Data to process: Begin

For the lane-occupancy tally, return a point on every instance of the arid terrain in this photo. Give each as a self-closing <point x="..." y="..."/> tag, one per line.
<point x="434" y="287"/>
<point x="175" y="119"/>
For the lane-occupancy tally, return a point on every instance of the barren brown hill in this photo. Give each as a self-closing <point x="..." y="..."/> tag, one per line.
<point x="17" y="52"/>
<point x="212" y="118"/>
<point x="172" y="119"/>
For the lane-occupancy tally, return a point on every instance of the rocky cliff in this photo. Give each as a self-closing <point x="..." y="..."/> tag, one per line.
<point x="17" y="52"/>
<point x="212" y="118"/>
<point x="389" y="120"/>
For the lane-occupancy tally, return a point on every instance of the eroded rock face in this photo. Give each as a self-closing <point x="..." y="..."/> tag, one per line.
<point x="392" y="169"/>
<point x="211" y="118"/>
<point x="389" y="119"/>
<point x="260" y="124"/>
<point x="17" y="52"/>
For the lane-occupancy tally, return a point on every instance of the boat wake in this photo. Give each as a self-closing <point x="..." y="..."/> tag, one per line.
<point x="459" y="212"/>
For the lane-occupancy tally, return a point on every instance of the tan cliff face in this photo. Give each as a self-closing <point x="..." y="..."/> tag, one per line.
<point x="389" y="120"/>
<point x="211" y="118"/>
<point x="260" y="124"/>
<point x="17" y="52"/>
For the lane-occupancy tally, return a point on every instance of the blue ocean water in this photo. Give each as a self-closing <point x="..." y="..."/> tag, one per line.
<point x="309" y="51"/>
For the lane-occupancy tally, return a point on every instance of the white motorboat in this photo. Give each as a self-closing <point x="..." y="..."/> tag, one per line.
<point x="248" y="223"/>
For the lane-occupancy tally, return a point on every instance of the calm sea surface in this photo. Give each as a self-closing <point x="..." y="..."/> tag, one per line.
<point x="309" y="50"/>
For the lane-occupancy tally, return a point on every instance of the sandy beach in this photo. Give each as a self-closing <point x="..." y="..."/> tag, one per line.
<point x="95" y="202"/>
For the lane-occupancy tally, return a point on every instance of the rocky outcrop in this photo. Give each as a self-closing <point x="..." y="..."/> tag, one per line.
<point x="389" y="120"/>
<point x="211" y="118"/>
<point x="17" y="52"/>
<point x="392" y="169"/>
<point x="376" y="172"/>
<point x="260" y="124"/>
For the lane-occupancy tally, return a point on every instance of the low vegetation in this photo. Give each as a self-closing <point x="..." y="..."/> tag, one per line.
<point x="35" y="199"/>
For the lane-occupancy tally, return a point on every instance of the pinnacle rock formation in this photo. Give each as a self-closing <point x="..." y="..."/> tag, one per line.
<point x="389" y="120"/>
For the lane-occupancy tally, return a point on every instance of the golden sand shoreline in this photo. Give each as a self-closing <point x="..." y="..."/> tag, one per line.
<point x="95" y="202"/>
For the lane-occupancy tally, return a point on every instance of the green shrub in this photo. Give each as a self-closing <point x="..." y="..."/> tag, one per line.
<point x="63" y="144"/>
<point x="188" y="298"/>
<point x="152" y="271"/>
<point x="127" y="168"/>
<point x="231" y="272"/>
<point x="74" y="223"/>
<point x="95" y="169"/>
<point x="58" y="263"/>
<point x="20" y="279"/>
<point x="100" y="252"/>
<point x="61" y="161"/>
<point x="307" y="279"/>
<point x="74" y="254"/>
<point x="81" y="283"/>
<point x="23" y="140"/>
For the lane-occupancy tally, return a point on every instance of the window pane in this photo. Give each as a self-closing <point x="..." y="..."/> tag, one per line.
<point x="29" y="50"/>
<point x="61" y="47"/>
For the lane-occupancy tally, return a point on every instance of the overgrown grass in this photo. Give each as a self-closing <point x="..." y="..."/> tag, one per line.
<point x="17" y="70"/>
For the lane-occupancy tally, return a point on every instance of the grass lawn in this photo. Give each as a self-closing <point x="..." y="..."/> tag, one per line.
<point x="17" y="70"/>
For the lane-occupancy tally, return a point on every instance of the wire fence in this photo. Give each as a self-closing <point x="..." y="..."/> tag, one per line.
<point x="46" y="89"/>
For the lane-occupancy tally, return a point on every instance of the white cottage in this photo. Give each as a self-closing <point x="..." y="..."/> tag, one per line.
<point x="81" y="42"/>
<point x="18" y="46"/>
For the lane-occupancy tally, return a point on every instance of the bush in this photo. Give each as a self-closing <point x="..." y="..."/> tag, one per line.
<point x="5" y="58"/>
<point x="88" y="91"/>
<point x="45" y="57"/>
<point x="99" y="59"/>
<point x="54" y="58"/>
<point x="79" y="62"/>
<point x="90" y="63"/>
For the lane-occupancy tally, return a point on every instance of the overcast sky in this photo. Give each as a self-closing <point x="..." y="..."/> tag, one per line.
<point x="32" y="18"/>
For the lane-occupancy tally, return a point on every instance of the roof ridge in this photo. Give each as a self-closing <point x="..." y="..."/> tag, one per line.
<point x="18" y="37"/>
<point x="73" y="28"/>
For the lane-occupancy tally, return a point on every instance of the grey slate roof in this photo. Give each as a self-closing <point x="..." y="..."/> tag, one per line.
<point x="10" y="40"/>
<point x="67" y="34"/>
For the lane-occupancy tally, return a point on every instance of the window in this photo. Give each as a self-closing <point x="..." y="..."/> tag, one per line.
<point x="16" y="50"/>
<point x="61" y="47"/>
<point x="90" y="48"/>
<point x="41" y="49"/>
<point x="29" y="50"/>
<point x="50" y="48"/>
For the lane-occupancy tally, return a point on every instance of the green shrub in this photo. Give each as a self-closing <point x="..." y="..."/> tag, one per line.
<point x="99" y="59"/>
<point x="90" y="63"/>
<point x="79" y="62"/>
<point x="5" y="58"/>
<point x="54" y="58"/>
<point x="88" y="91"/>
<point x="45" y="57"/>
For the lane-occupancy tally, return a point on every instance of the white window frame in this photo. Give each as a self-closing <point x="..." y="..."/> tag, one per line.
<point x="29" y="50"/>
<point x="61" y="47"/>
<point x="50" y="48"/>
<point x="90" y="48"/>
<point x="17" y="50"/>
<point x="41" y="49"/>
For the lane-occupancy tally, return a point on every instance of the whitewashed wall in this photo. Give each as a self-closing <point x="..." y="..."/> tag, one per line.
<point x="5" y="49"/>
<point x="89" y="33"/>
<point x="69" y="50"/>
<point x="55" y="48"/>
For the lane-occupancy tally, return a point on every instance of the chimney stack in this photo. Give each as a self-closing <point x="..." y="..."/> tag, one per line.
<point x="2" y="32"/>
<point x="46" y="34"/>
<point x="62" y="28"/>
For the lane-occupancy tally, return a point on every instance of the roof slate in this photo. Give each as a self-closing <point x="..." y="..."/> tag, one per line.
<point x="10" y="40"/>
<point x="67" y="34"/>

Data to process: End

-- What the task requires --
Reproduce the entries exactly. Every word has to stay the same.

-- Solution to this exercise --
For the lane-occupancy tally, return a point on every instance of the arid terrain in this photo. Give each as a self-closing <point x="..." y="..."/> tag, one per line.
<point x="434" y="287"/>
<point x="175" y="119"/>
For the lane-occupancy tally, return a point on every instance of the barren brown hill in this photo. Give each as a self-closing <point x="..." y="..."/> tag, one per line.
<point x="17" y="52"/>
<point x="212" y="118"/>
<point x="172" y="119"/>
For the lane-occupancy tally, return a point on every instance of the rocky cliff in this photo. Give each as a self-closing <point x="..." y="..."/> tag, one per line.
<point x="17" y="52"/>
<point x="212" y="118"/>
<point x="389" y="120"/>
For the lane-occupancy tally, return a point on every instance of the eroded rock face in this photo. Give each as a self-closing <point x="..." y="..."/> tag, one per line.
<point x="392" y="169"/>
<point x="211" y="118"/>
<point x="389" y="119"/>
<point x="260" y="124"/>
<point x="17" y="52"/>
For the lane-occupancy tally, return a point on every instance of the boat wake in this photo. Give each as a self-closing <point x="..." y="..."/> tag, one per line.
<point x="459" y="212"/>
For the lane-occupancy tally, return a point on every instance of the tan cliff face in this photo. Give each as a self-closing <point x="..." y="..."/> tag, one per line.
<point x="389" y="120"/>
<point x="211" y="118"/>
<point x="260" y="124"/>
<point x="17" y="52"/>
For the lane-occupancy tally, return a point on every instance of the blue ocean water in this photo. Give each as a self-closing <point x="..." y="..."/> tag, one per line.
<point x="309" y="51"/>
For the lane-occupancy tally, return a point on every instance of the white motorboat in this photo. Give each as a self-closing <point x="..." y="..."/> tag, one per line.
<point x="248" y="223"/>
For the lane-occupancy tally, return a point on every instance of the calm sea surface in this photo. Give each as a self-closing <point x="..." y="..."/> tag, one per line.
<point x="309" y="50"/>
For the lane-occupancy tally, return a point on every instance of the sandy beach in this photo. Give each as a self-closing <point x="..." y="..."/> tag, one per line.
<point x="95" y="202"/>
For the lane-occupancy tally, return a point on every instance of the rocky outcrop in this photo. Give each as a self-closing <point x="..." y="..."/> tag, one per line.
<point x="389" y="120"/>
<point x="211" y="118"/>
<point x="17" y="52"/>
<point x="392" y="169"/>
<point x="376" y="172"/>
<point x="260" y="124"/>
For the lane-occupancy tally, return a point on every instance of the low vegetation in this photo. Give each as a self-closing <point x="..." y="..."/> tag, one per line.
<point x="35" y="199"/>
For the lane-occupancy tally, return a point on every instance of the pinnacle rock formation in this photo. Give each as a self-closing <point x="..." y="..."/> tag, one per line.
<point x="389" y="120"/>
For the lane-occupancy tally, return a point on every instance of the golden sand shoreline in this photo. Give each as a self-closing <point x="..." y="..."/> tag, one per line.
<point x="95" y="202"/>
For the lane-occupancy tally, return a point on every instance of the green shrub in this photo. Give each as a self-closing <point x="..." y="..."/> tag, one per line.
<point x="63" y="144"/>
<point x="188" y="298"/>
<point x="152" y="271"/>
<point x="127" y="168"/>
<point x="231" y="272"/>
<point x="74" y="223"/>
<point x="95" y="169"/>
<point x="58" y="263"/>
<point x="20" y="279"/>
<point x="100" y="252"/>
<point x="61" y="161"/>
<point x="307" y="279"/>
<point x="74" y="254"/>
<point x="81" y="283"/>
<point x="23" y="140"/>
For the lane-occupancy tally, return a point on every instance of the window pane in this photo. Give each as a self-closing <point x="..." y="..."/> tag, one per line.
<point x="29" y="50"/>
<point x="61" y="47"/>
For the lane-occupancy tally, return a point on every instance of the overgrown grass in this photo. Give each as a self-closing <point x="..." y="..."/> tag, one per line.
<point x="17" y="70"/>
For the lane-occupancy tally, return a point on every instance of the grass lawn in this photo. Give each as a self-closing <point x="..." y="..."/> tag, one per line.
<point x="17" y="70"/>
For the lane-occupancy tally, return a point on every instance of the wire fence in this photo. Give each as a self-closing <point x="..." y="..."/> tag, one per line.
<point x="46" y="89"/>
For the lane-occupancy tally, return a point on every instance of the white cottage in this photo. Give each as a self-closing <point x="..." y="..."/> tag, one per line.
<point x="81" y="42"/>
<point x="18" y="46"/>
For the lane-occupancy tally, return a point on every instance of the bush in this photo. Give each as a self-closing <point x="..." y="..."/> tag, one per line.
<point x="5" y="58"/>
<point x="88" y="91"/>
<point x="45" y="57"/>
<point x="99" y="59"/>
<point x="54" y="58"/>
<point x="79" y="62"/>
<point x="90" y="63"/>
For the lane-occupancy tally, return a point on every instance of the overcast sky in this photo. Give each as a self-closing <point x="..." y="..."/> tag, one per line.
<point x="32" y="18"/>
For the lane-occupancy tally, return a point on every instance of the roof ridge in this photo. Give each as a self-closing <point x="..." y="..."/> tag, one per line.
<point x="18" y="37"/>
<point x="73" y="28"/>
For the lane-occupancy tally, return a point on every instance of the grey slate roof in this photo. Give each as a self-closing <point x="..." y="..."/> tag, one per line.
<point x="10" y="40"/>
<point x="67" y="34"/>
For the lane-occupancy tally, return a point on every instance of the window in this photo. Give each as a self-closing <point x="..." y="..."/> tag, one per line.
<point x="16" y="50"/>
<point x="61" y="47"/>
<point x="90" y="48"/>
<point x="41" y="49"/>
<point x="29" y="50"/>
<point x="50" y="48"/>
For the lane-occupancy tally, return a point on every instance of the green shrub in this photo. Give each as a self-closing <point x="..." y="..."/> tag, one per line.
<point x="99" y="59"/>
<point x="90" y="63"/>
<point x="79" y="62"/>
<point x="5" y="58"/>
<point x="54" y="58"/>
<point x="88" y="91"/>
<point x="45" y="57"/>
For the lane-occupancy tally, return a point on every instance of the white window frame in this photo. Give each as a self-closing <point x="..." y="..."/> tag, one per line.
<point x="29" y="50"/>
<point x="61" y="47"/>
<point x="50" y="48"/>
<point x="90" y="48"/>
<point x="17" y="50"/>
<point x="41" y="49"/>
For the lane-occupancy tally, return a point on every instance of the whitewashed wall in this photo. Give each as a self-closing <point x="..." y="..."/> tag, one per line.
<point x="5" y="49"/>
<point x="89" y="33"/>
<point x="69" y="50"/>
<point x="55" y="48"/>
For the lane-occupancy tally, return a point on every instance of the chimney stack in this photo. Give each as a self-closing <point x="..." y="..."/> tag, one per line.
<point x="2" y="32"/>
<point x="46" y="34"/>
<point x="62" y="28"/>
For the lane-occupancy tally, return a point on every instance of the roof slate in this photo. Give each as a self-closing <point x="..." y="..."/> tag, one per line.
<point x="10" y="40"/>
<point x="67" y="34"/>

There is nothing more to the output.